start

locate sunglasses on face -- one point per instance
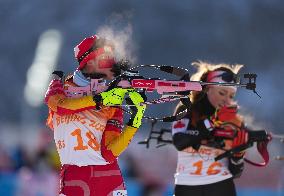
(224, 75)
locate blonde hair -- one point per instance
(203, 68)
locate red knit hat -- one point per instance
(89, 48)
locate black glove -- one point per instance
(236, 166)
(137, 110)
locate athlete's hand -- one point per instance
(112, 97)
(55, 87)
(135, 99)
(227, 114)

end
start

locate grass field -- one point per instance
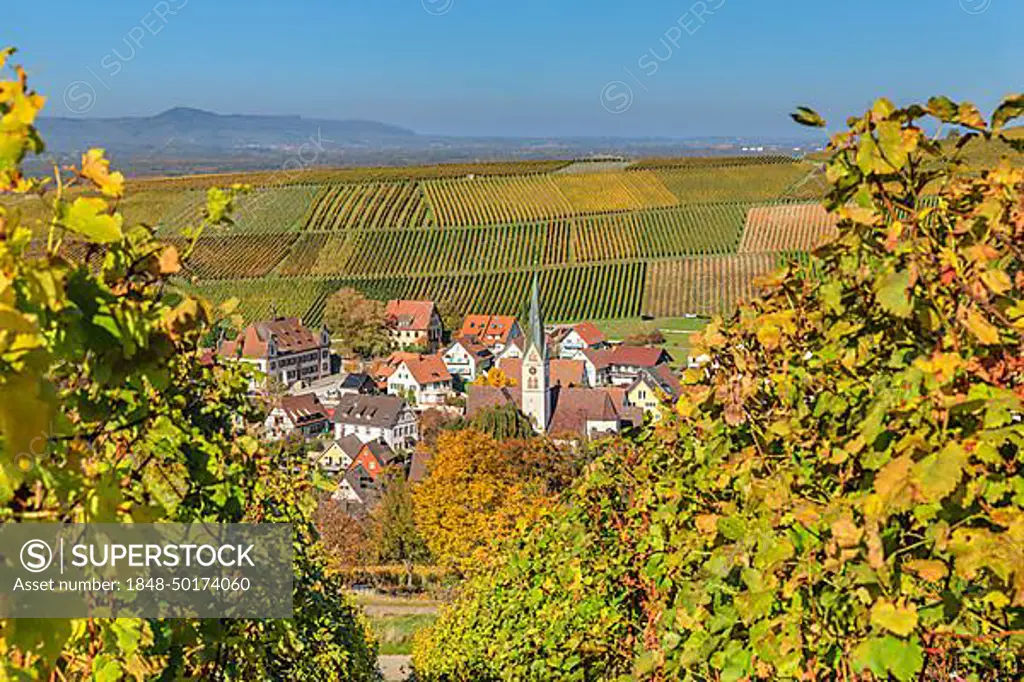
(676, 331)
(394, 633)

end

- _TASK STATEMENT_: Count the lines in the records above that contain the string "point", matching case exactly, and give only the number.

- _TASK OUTPUT_: 6